Problem to work on:
Search the records below for the string "Analyze", and report each line that contains it.

Given information:
++++++

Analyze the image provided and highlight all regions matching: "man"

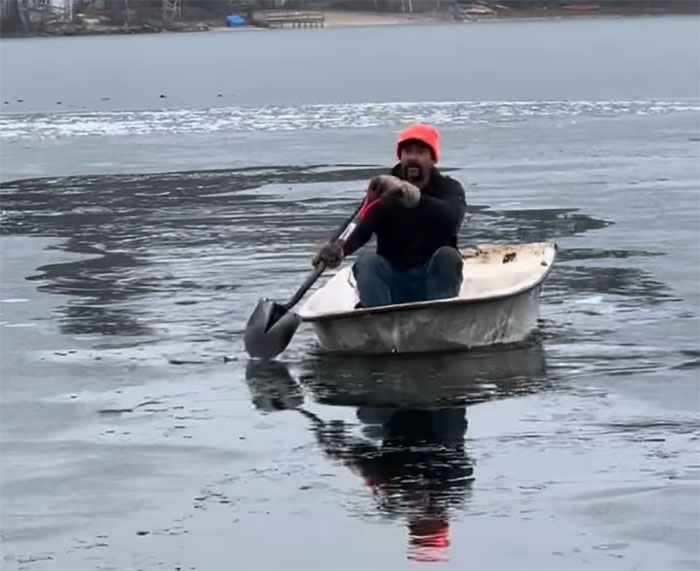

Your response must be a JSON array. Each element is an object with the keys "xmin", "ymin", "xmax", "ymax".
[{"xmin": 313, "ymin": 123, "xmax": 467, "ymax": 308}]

++++++

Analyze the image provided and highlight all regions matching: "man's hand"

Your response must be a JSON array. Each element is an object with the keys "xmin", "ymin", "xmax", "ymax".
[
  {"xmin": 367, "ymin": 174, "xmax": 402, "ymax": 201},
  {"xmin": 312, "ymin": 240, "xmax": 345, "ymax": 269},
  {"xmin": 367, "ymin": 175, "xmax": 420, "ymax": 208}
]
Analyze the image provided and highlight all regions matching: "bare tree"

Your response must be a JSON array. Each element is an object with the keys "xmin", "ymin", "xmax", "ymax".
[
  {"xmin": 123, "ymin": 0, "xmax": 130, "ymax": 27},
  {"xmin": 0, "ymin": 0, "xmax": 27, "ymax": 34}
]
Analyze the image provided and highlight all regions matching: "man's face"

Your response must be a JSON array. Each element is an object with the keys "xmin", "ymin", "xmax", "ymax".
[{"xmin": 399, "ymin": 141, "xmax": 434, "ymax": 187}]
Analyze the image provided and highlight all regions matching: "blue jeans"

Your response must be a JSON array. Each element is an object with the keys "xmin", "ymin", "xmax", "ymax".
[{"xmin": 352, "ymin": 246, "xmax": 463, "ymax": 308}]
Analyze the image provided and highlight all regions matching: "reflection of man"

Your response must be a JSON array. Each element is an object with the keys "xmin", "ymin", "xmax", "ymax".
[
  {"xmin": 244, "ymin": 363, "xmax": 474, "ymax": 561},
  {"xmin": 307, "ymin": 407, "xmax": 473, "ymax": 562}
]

++++++

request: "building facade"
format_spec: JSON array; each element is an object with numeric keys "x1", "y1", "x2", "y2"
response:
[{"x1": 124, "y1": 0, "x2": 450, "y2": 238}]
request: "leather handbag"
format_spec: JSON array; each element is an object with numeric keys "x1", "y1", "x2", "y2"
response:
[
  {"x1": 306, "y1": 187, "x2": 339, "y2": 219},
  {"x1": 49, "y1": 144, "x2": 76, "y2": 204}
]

++++++

Reply to the exercise:
Analyze the image provided and highlight all regions matching: "man"
Analyze the image provided and highlight all regions matching: "man's hand"
Analyze the image provided and highlight all regions matching: "bare tree"
Analyze the image provided and highlight all regions matching: "man's face"
Analyze the image provided and highlight all regions matching: "blue jeans"
Analyze the image provided and highlight all regions matching: "reflection of man"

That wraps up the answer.